◆ **REQUIRED WORK**:
1. List every line of the records that contains the string "outline", treating uppercase and lowercase as different.
2. Continue the essay on Pierre Bonnard from where it stops.

◆ **DOCUMENT SEGMENT**:
::::

My first awareness of the French artist Pierre Bonnard (1867-1947) was when I was a student in the fifties. I first saw only his elegant graphic art, which was how he made his living in his early years, just like Henri de Toulouse-Lautrec, his contemporary. It was not until much later that I had opportunity to see Bonnard’s original paintings.
Where had they been, I wondered? In my student travels I had seen almost none of his paintings in public collections, but later learned that during his lifetime most had been sold to private owners, where they stayed out of public sight for years. That generation of private collections have only recently began to break up to become re-available, so when I saw two public exhibitions of his original work in New York around 2000, I began to understand why their first owners were so fond of them that they rarely appeared in public.
I think the first reason is that while his paintings were intimate and complex, Bonnard’s compositions mirrored the world of middle class urban people like himself, which made his work familiar and accessible to a new ‘middle class’ of collectors produced by the wealth of the industrial revolution sweeping Europe in the late 19th century.

::::

◆ **MATERIAL TO PROCESS**:
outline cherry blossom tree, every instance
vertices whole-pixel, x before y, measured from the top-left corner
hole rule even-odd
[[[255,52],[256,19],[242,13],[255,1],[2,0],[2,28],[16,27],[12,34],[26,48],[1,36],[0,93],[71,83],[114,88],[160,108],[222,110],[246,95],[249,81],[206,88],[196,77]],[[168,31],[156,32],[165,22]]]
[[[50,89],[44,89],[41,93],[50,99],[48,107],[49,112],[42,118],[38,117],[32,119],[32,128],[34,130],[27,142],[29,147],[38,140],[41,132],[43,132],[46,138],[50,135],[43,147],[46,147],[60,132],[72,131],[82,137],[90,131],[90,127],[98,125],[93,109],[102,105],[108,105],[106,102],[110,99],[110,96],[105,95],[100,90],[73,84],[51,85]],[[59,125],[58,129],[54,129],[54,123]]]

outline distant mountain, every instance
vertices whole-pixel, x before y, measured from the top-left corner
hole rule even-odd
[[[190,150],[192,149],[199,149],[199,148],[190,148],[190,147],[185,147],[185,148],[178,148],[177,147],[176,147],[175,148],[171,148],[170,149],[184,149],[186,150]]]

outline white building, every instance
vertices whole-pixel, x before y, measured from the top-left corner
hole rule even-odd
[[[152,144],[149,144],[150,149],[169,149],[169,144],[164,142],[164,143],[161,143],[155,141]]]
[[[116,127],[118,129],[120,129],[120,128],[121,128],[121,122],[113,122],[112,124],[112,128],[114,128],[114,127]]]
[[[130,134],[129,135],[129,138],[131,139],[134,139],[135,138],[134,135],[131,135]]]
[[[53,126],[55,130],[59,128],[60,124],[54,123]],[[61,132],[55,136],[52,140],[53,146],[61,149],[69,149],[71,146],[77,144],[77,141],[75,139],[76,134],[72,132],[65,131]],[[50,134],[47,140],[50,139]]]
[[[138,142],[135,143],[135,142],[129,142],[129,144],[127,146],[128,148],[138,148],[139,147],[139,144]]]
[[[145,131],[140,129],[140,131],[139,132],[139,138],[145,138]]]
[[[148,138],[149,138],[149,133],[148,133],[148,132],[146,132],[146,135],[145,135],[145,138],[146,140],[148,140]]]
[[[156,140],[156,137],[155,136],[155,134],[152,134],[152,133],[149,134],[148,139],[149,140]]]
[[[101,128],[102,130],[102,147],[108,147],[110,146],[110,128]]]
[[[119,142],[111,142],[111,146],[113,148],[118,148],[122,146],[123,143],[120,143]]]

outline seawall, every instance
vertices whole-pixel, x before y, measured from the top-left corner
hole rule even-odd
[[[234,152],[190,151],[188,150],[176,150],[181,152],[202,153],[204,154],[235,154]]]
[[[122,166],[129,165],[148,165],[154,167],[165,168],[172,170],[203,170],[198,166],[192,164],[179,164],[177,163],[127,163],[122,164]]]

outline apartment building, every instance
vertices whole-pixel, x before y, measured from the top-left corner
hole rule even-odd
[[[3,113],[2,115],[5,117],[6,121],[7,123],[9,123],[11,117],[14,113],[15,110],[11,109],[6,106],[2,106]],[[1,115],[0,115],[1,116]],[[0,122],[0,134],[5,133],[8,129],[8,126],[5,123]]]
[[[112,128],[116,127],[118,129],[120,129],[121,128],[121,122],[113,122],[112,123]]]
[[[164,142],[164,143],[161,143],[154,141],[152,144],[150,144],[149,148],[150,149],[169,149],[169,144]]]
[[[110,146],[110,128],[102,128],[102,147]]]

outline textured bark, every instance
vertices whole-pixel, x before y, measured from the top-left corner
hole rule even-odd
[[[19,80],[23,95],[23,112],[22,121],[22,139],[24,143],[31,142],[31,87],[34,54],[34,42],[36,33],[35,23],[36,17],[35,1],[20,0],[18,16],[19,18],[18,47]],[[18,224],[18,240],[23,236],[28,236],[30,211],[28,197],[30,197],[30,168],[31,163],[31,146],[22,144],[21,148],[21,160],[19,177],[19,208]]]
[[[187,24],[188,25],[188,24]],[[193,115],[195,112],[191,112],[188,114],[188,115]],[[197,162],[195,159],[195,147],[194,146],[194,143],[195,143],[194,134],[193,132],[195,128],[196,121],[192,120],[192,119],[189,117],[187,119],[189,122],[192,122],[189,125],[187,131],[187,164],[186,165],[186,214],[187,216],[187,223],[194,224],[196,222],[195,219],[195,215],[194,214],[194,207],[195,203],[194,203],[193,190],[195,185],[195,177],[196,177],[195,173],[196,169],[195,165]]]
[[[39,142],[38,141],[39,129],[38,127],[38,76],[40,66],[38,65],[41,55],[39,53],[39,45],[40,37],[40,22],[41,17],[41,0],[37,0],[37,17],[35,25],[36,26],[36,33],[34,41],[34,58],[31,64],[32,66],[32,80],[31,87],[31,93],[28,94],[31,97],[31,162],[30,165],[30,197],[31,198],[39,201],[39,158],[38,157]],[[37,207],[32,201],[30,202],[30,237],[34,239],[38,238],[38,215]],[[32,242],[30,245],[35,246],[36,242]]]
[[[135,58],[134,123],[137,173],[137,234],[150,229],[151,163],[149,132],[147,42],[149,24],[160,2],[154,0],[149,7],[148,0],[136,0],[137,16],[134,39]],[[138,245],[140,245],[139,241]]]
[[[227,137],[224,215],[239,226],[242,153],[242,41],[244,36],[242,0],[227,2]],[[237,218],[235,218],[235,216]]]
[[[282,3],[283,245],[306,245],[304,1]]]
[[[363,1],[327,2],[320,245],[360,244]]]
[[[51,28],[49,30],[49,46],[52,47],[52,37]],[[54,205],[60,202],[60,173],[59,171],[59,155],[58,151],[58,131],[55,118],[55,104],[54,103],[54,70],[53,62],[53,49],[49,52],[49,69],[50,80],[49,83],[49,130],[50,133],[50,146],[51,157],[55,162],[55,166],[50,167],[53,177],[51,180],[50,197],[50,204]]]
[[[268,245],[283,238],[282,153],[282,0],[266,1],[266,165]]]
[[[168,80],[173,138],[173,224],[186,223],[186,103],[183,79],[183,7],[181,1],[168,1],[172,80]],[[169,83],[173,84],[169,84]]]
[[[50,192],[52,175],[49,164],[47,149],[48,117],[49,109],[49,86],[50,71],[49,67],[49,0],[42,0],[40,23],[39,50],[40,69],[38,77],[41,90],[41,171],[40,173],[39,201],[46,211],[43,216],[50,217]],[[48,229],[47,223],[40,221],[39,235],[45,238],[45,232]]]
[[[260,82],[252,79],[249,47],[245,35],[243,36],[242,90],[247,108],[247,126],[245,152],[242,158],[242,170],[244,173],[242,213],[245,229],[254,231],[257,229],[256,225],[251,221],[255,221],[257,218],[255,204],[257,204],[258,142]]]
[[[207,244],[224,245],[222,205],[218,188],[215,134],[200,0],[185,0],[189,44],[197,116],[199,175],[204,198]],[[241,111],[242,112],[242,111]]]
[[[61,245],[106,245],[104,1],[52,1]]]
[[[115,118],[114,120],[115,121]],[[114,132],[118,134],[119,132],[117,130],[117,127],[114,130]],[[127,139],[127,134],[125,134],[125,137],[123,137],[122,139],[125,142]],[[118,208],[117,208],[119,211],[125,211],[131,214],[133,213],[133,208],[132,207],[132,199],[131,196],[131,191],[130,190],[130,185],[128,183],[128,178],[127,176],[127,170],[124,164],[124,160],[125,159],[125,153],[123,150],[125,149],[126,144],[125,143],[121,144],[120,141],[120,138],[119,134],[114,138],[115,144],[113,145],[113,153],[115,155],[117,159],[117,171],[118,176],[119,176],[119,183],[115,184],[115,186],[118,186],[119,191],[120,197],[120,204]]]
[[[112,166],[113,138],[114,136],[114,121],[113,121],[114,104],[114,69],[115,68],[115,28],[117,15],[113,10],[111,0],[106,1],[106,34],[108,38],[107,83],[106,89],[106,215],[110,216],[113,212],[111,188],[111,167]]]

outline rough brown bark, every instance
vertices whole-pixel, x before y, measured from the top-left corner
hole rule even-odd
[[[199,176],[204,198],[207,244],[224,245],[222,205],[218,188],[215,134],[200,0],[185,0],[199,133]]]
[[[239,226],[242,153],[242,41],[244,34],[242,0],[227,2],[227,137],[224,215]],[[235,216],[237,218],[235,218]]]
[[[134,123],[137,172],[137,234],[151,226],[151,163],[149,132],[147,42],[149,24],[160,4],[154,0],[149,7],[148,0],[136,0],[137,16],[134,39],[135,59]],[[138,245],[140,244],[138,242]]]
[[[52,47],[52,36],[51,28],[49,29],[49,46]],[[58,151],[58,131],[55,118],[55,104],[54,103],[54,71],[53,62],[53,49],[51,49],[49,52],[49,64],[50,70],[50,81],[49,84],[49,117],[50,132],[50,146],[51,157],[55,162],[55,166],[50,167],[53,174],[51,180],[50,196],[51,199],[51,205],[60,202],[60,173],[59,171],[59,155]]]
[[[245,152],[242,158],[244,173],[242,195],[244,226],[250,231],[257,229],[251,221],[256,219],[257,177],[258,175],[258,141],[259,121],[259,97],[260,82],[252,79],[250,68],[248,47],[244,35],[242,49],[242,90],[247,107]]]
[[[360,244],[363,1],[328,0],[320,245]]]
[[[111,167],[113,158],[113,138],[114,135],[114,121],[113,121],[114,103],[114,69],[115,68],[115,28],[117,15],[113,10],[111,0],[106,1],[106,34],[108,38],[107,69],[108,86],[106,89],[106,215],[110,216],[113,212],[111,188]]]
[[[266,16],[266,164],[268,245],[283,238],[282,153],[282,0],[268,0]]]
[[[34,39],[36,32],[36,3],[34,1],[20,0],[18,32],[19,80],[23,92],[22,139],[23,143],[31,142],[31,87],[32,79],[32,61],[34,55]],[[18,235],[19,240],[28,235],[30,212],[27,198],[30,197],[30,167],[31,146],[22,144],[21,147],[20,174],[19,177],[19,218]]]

::::

◆ **ANSWERS TO THE EXERCISES**:
1.
outline cherry blossom tree, every instance
outline distant mountain, every instance
outline white building, every instance
outline seawall, every instance
outline apartment building, every instance
outline textured bark, every instance
outline rough brown bark, every instance

2.
Second, he had an eye for pattern that rivaled Matisse, who generously declared Bonnard to be one of the greatest artists of the time. Bonnard endlessly invented new points of view with his compositional skill, still conventional but often from unexpected perspectives, so that he let people see the familiar in a fresh way.
Third, his use of color was original, often wild and intense, and applied layer upon layer to produce a depth of richness that can renew a painting over repeated viewings. Such color richness, so seductively interesting in the original, just cannot be fully captured in reproduction.
And finally Bonnard possessed a sophisticated visual wit, sometimes hidden in the detail and sometimes hidden in plain sight (note the little dog on the rug). Such layers of meaning and layers of form gives each of his paintings a singular, personal and almost an iconic presence any owner would find hard to give up.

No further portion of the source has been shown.